#### [Textabschnitt]
Zum offenen Abend am 1.2.2019 hatten 6 Autoren ihren Text zur Vorrunde zum Haidhauser Werkstattpreis in den Ring geworfen. Abwechslungsreich wurde das Publikum durch verschiedene Stadien und Situationen des Lebens geführt, was mit angeregten Diskussionen honoriert wurde.
Von einem alten Mann erzählte Wolfram Hirche in der Story „Lig Schigg“, in deren lautmalerischem Titel die Probleme der Zahnlosigkeit anklingen, die der Mann im Warten auf sein Gebiss ausstehen muss, sinnierend, gedankenverloren im Monolog mit seinen Besuchern, und er den süßen Geschmack beim Saugen an den Taubnesselblüten wieder genießen möchte, da er ja auf Flüssiges und Griesbrei angewiesen ist, so wieder aufs Kindsein zurückgeworfen einen seiner Besucher Vater nennt, denn ein Vater sollte jung und stark sein. Eine durchgängig ihren dichten Sprachduktus haltende Story.
Vom Alltag Mikes erzählte Michael Ried im Text mit dem Titel „Immer und ewig“. Der sich stetig wiederholende Tagesablauf bildete den Drehpunkt im wahrsten Sinne des Wortes, wurde zwar zum Teil als berichtend empfunden, konnte aber durchaus die aufblitzenden Hoffnungsschimmer des Alltagshelden des Haidhauser Künstlers zeigen. Realität und künstlerische Gestaltung wurden hier diskutiert.
Es folgte ein einzelnes Gedicht von Hermann Stuke mit dem Titel „Kaspar Hausers letzte Gedanken“. In der stilistisch sehr stark an die Zeit Hausers angelehnten Lyrikform – z.B. „Den Durchgang wagte ich bisher noch nie“ – lag die Frage ans Aus- und Aufbrechen, das sich Aufraffen zu letzten oder befreienden Entscheidungen, was vom Publikum mit der Frage nach einer über Kaspar Hauser hinausgehenden Gültigkeit diskutiert wurde. Ebenso stand die Frage nach der Stimmigkeit des Reimes im Raum.

#### [Aufgabendetails]
Nenne sämtliche Werktitel, die der Bericht über den offenen Abend anführt. Die Einträge spielen hierfür keine Rolle.

Einträge aus einer Sammlung

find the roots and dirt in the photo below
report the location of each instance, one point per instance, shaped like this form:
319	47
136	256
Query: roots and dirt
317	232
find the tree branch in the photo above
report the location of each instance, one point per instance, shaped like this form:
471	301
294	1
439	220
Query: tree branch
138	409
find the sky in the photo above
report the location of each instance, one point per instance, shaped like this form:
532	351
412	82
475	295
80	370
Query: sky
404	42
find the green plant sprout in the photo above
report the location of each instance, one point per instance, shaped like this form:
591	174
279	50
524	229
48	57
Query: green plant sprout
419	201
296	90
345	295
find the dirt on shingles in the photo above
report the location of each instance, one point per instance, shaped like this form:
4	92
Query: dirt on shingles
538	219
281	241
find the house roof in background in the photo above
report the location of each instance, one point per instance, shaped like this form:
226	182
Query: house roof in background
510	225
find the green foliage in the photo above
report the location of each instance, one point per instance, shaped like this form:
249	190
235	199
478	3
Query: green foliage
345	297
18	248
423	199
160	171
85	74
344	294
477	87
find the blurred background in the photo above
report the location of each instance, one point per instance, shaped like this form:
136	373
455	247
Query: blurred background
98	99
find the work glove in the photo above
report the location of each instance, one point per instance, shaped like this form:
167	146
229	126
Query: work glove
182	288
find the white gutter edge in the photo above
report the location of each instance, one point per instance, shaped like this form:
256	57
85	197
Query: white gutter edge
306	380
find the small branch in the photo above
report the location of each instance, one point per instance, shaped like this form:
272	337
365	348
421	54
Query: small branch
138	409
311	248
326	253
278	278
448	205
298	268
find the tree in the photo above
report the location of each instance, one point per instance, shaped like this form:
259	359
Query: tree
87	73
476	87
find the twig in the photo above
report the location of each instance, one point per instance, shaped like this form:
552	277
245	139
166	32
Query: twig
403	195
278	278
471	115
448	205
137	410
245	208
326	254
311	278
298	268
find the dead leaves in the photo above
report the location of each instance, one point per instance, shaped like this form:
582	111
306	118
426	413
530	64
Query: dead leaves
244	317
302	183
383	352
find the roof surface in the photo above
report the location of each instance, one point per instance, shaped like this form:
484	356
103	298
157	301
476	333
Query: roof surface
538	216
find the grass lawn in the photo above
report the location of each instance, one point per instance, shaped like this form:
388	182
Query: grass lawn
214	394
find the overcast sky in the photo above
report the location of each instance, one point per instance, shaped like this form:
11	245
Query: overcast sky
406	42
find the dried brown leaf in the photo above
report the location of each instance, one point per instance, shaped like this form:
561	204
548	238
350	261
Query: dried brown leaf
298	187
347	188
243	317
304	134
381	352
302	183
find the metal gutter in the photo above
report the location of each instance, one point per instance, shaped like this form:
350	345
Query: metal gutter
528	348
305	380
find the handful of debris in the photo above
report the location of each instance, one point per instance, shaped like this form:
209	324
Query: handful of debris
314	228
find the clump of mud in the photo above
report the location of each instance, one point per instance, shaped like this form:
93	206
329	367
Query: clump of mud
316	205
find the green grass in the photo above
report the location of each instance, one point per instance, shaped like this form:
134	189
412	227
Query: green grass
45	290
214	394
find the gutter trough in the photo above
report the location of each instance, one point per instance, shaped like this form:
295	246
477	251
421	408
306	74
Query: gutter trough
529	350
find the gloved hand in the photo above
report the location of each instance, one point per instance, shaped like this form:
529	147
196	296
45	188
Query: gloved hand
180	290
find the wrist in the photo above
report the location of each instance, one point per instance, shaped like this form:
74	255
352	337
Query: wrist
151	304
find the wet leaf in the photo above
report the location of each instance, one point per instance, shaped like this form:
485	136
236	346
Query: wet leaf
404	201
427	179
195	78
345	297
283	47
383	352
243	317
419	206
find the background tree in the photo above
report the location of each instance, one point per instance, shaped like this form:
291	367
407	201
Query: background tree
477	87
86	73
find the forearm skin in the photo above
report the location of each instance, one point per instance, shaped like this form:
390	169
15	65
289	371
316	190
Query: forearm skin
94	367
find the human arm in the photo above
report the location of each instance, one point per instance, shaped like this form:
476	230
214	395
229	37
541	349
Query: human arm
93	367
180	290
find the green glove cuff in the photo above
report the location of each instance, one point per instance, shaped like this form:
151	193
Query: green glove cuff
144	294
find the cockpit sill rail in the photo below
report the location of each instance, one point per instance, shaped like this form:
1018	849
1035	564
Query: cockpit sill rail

#### [Antwortteil]
„Lig Schigg“, „Immer und ewig“, „Kaspar Hausers letzte Gedanken“